▶ [Exercise brief]: All that is asked is a faithful reproduction of the entries.

▶ [Extracted records]:
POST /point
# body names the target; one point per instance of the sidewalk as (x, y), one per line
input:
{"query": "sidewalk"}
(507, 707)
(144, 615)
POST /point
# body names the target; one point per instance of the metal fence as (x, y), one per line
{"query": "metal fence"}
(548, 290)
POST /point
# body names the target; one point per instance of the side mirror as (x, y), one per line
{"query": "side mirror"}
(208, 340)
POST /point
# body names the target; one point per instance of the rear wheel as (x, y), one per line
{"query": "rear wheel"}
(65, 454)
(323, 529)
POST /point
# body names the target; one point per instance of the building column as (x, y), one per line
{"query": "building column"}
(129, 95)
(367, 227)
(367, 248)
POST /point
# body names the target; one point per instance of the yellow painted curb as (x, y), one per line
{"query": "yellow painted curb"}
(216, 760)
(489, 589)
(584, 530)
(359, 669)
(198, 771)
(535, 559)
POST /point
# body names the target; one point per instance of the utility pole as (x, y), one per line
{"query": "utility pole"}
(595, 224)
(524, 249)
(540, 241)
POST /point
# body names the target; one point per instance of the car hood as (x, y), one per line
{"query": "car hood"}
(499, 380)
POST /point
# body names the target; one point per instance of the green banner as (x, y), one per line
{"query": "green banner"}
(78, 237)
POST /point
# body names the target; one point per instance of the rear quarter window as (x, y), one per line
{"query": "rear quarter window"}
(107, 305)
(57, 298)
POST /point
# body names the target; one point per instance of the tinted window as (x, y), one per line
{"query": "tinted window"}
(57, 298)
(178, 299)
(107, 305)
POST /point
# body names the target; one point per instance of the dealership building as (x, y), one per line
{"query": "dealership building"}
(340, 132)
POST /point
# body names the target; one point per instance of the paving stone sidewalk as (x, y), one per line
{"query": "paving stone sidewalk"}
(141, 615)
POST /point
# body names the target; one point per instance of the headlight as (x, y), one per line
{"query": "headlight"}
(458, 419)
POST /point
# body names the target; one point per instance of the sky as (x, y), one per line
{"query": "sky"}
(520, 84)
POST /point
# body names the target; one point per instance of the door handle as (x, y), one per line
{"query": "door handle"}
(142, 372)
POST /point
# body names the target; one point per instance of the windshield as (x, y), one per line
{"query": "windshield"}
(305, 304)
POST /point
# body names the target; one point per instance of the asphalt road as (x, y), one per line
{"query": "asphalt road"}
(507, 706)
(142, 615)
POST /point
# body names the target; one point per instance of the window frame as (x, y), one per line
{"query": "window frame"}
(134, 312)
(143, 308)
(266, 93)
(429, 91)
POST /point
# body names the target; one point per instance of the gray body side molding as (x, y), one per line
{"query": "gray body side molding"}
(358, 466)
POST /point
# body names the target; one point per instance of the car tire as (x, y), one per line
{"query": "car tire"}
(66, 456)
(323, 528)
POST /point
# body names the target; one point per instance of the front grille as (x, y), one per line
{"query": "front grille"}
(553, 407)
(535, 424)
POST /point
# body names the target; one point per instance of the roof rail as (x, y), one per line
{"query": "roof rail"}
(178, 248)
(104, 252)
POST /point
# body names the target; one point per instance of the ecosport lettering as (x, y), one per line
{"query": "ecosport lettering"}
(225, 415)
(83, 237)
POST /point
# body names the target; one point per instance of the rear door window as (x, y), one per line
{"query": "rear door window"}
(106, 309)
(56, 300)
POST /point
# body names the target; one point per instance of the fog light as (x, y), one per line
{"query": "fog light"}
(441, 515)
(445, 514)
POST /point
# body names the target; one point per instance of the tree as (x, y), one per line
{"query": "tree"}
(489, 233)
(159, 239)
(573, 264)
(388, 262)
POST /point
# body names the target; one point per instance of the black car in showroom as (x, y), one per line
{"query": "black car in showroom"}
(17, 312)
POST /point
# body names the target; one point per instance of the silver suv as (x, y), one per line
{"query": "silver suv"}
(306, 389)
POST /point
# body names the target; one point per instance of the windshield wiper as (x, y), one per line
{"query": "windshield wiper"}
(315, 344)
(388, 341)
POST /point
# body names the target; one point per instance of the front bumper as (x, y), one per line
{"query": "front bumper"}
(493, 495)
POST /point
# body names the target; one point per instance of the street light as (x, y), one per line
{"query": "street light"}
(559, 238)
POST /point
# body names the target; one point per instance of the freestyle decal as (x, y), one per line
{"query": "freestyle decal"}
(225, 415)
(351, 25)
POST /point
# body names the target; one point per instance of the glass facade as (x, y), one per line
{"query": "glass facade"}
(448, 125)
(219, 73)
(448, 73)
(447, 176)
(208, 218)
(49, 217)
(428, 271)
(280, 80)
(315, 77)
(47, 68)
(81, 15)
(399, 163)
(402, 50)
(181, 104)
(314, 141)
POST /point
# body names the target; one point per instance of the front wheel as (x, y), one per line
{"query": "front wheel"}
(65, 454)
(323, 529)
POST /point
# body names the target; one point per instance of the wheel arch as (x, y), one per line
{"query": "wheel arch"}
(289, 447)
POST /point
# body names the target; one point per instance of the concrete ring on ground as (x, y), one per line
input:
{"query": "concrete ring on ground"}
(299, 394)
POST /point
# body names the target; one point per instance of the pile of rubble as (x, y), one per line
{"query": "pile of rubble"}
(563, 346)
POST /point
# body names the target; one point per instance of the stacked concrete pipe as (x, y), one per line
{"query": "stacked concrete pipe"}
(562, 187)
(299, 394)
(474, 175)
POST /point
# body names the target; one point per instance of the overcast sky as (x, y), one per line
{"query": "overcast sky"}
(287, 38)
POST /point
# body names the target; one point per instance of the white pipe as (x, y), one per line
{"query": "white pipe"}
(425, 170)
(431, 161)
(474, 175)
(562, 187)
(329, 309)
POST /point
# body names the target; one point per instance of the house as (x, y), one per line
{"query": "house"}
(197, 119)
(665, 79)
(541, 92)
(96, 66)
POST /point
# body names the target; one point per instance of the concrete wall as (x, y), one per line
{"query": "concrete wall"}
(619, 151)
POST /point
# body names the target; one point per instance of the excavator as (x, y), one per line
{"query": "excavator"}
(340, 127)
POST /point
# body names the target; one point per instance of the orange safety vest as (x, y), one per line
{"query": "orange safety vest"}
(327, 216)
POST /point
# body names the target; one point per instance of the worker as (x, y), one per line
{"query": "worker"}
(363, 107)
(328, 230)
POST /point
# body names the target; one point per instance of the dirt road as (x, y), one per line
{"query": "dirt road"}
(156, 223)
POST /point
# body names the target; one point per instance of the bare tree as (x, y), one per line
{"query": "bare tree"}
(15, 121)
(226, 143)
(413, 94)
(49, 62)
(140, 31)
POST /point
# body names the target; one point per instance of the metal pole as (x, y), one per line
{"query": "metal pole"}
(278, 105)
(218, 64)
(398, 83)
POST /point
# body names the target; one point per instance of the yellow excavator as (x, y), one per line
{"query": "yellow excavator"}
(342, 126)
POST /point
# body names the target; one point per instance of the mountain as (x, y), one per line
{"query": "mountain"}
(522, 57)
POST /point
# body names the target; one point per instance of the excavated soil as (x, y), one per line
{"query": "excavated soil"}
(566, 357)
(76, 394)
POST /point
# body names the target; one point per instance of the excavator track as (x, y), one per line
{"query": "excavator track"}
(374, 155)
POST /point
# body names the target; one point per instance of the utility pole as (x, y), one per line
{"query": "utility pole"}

▶ [Result for this task]:
POST /point
# body names the target; one point per instance of the sidewalk as (x, y), one per line
input:
{"query": "sidewalk"}
(507, 707)
(144, 615)
POST /point
# body names the target; one point per instance of the metal fence as (x, y), one per line
{"query": "metal fence"}
(548, 290)
POST /point
# body names the target; one point per instance of the side mirror as (x, y), one per line
{"query": "side mirror"}
(208, 340)
POST /point
# body names the target; one point per instance of the rear wheel as (x, y), one per line
{"query": "rear wheel"}
(65, 454)
(323, 529)
POST /point
# body names the target; one point per instance of the building column as (x, y), one per line
{"query": "building column"}
(129, 95)
(367, 227)
(367, 248)
POST /point
# body names the target; one point per instance of the yellow painted curb as (x, y), one per line
{"query": "yellow painted curb"}
(216, 760)
(489, 589)
(584, 530)
(359, 669)
(198, 771)
(535, 559)
POST /point
# body names the target; one point per instance of the utility pole as (x, y), one per line
{"query": "utility pole"}
(595, 224)
(524, 249)
(540, 241)
POST /point
# body names the target; one point per instance of the car hood as (x, y), one per line
{"query": "car hood"}
(499, 380)
POST /point
# body names the target; one point per instance of the green banner as (x, y), one per line
{"query": "green banner"}
(78, 237)
POST /point
# body names the target; one point per instance of the rear quarter window as (x, y), one per line
{"query": "rear quarter window"}
(107, 305)
(57, 298)
POST /point
# body names the target; one point per instance of the tinted window as (x, y), one per line
{"query": "tinted window"}
(57, 298)
(178, 299)
(107, 305)
POST /point
# body names the target; one point per instance of the dealership building as (x, y), one per line
{"query": "dealership building"}
(340, 132)
POST /point
# body names the target; one point per instance of the paving stone sidewalk as (x, y), one per line
{"query": "paving stone sidewalk"}
(141, 615)
POST /point
# body names the target; one point per instance of the headlight as (x, y), one per line
{"query": "headlight"}
(458, 419)
POST /point
# body names the target; one point per instance of the sky as (x, y), one per line
{"query": "sky"}
(520, 84)
POST /point
# body names the target; one point per instance of the door handle as (x, y), one per line
{"query": "door handle"}
(142, 372)
POST /point
# body names the target; one point per instance of the windshield as (x, y), one per line
{"query": "windshield"}
(305, 304)
POST /point
# body names the target; one point per instance of the asphalt road as (x, y), one per line
{"query": "asphalt road"}
(507, 706)
(142, 615)
POST /point
# body names the target; one point per instance of the window frame as (x, y), one per line
{"query": "window frame"}
(134, 312)
(143, 308)
(266, 93)
(429, 91)
POST /point
# body names the target; one point per instance of the gray body side molding as (x, y), one per line
{"query": "gray body side molding"}
(358, 466)
POST /point
# body names the target; one point per instance of the car tire as (x, y), one per line
{"query": "car tire"}
(66, 456)
(323, 528)
POST /point
# body names the target; one point per instance of the front grille as (x, y), one per line
{"query": "front grille"}
(553, 407)
(535, 424)
POST /point
# body names the target; one point per instance of the roof rail as (x, y), one per line
{"query": "roof rail"}
(178, 248)
(104, 252)
POST /point
# body names the target; one point per instance of the ecosport lettering as (x, y), one per line
{"query": "ecosport lettering"}
(225, 415)
(83, 237)
POST /point
# body names the target; one point per instance of the rear door window as (x, y), one per line
{"query": "rear door window"}
(106, 309)
(56, 300)
POST /point
# body names the target; one point per instance of the fog light as (x, y), one per line
{"query": "fog light"}
(441, 515)
(445, 514)
POST /point
# body names the target; one point per instance of the tree as (x, y), one per line
{"query": "tree"}
(489, 233)
(159, 239)
(573, 264)
(388, 262)
POST /point
# body names the target; one point per instance of the black car in showroom as (x, y), one per line
{"query": "black car in showroom"}
(17, 312)
POST /point
# body names the target; one point per instance of the silver suv as (x, y), one per line
{"query": "silver suv"}
(306, 389)
POST /point
# body names the target; one point per instance of the windshield wiper as (x, y), one per line
{"query": "windshield wiper"}
(315, 344)
(388, 341)
POST /point
# body names the target; one point per instance of the front bumper as (x, y), one per line
{"query": "front bumper"}
(493, 495)
POST /point
# body names the target; one point per instance of the street light as (x, y), one per line
{"query": "street light"}
(559, 238)
POST /point
# body names the target; one point per instance of the freestyle decal as (x, y), one per line
{"query": "freestyle decal"}
(225, 415)
(351, 25)
POST /point
# body names the target; one point per instance of the glass facade as (x, y), one per line
{"query": "glass facade"}
(448, 125)
(219, 73)
(448, 73)
(447, 176)
(208, 218)
(49, 217)
(428, 271)
(280, 80)
(315, 77)
(47, 68)
(81, 15)
(399, 163)
(402, 50)
(181, 104)
(314, 141)
POST /point
# body names the target; one point per instance of the front wheel as (x, y), one per line
{"query": "front wheel"}
(65, 454)
(323, 529)
POST /point
# body names the target; one point per instance of the wheel arch as (x, y), one per line
{"query": "wheel arch"}
(289, 447)
POST /point
# body names the target; one point per instance of the concrete ring on ground as (x, y), one per line
input:
{"query": "concrete ring on ground"}
(299, 394)
POST /point
# body names the target; one point per instance of the pile of rubble as (x, y), one per line
{"query": "pile of rubble"}
(563, 346)
POST /point
# body names the target; one point per instance of the stacked concrete pipe as (x, y), one per line
{"query": "stacked concrete pipe"}
(562, 187)
(299, 394)
(474, 175)
POST /point
# body names the target; one point per instance of the overcast sky as (x, y), one per line
{"query": "overcast sky"}
(287, 38)
POST /point
# body names the target; one point per instance of the white pipe as (x, y), one per line
{"query": "white pipe"}
(425, 170)
(431, 161)
(474, 175)
(562, 187)
(329, 309)
POST /point
# body names the target; one point per instance of the house as (x, y), one per line
{"query": "house"}
(197, 119)
(665, 79)
(541, 92)
(96, 66)
POST /point
# body names the target; one point per instance of the concrete wall as (x, y), one per line
{"query": "concrete wall"}
(619, 151)
POST /point
# body names the target; one point per instance of the excavator as (x, y), one per line
{"query": "excavator"}
(340, 127)
POST /point
# body names the target; one point per instance of the orange safety vest as (x, y), one per line
{"query": "orange safety vest"}
(327, 216)
POST /point
# body names the target; one point per instance of the worker as (x, y), one per line
{"query": "worker"}
(363, 107)
(328, 230)
POST /point
# body names the target; one point per instance of the dirt road as (x, y), one per line
{"query": "dirt road"}
(156, 223)
POST /point
# body names the target; one point per instance of the bare tree as (x, y), one per line
{"query": "bare tree"}
(15, 121)
(226, 143)
(413, 94)
(49, 62)
(140, 31)
POST /point
# body names the target; one point per instance of the metal pole as (x, y), one per line
{"query": "metal pole"}
(278, 105)
(218, 64)
(398, 83)
POST /point
# body names the target; one point per instance of the yellow excavator as (x, y), one per line
{"query": "yellow excavator"}
(342, 126)
POST /point
# body names the target; one point per instance of the mountain as (x, y), one per line
{"query": "mountain"}
(522, 57)
POST /point
# body names the target; one point per instance of the excavated soil as (x, y), one per line
{"query": "excavated soil"}
(566, 357)
(76, 394)
POST /point
# body names the target; one point per instance of the excavator track as (x, y), one per line
{"query": "excavator track"}
(374, 155)
POST /point
# body names the target; one point per instance of the utility pole as (x, y), one per line
{"query": "utility pole"}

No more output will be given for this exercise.